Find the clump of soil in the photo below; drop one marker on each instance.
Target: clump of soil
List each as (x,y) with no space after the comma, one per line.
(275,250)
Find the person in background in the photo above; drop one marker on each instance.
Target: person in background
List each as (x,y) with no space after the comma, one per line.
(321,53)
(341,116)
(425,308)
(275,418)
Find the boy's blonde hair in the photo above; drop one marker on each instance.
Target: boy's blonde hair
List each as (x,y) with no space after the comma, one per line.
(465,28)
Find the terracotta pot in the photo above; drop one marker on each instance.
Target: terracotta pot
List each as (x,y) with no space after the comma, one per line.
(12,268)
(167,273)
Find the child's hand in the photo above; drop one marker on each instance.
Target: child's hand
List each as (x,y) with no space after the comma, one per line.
***
Rewrite the listing above so that "drop one marker" becomes "place one pin" wherever it occurs, with no other changes.

* Answer for the task *
Find the clump of soil in the photo below; place one pin on each instance.
Target: clump of soil
List each as (x,y) with no space after the comma, one per line.
(275,250)
Find the person in background in the photo above; place one pin on each instance.
Target: person in background
List each as (x,y) with no space after the comma, one per line.
(321,53)
(341,116)
(425,308)
(275,418)
Find the boy's blonde hair in the photo above; place one pin on each instance.
Target: boy's blonde hair
List each as (x,y) with no space after the comma, one per line.
(465,28)
Find the terracotta pot in the photo above; place one pin on each instance.
Target: terracotta pot
List each as (x,y) with no space after the comma, one per line.
(12,268)
(167,273)
Find the child's hand in the photo above; place one pin on each instance.
Target: child's hand
List each as (x,y) with no space after the comma, one per line.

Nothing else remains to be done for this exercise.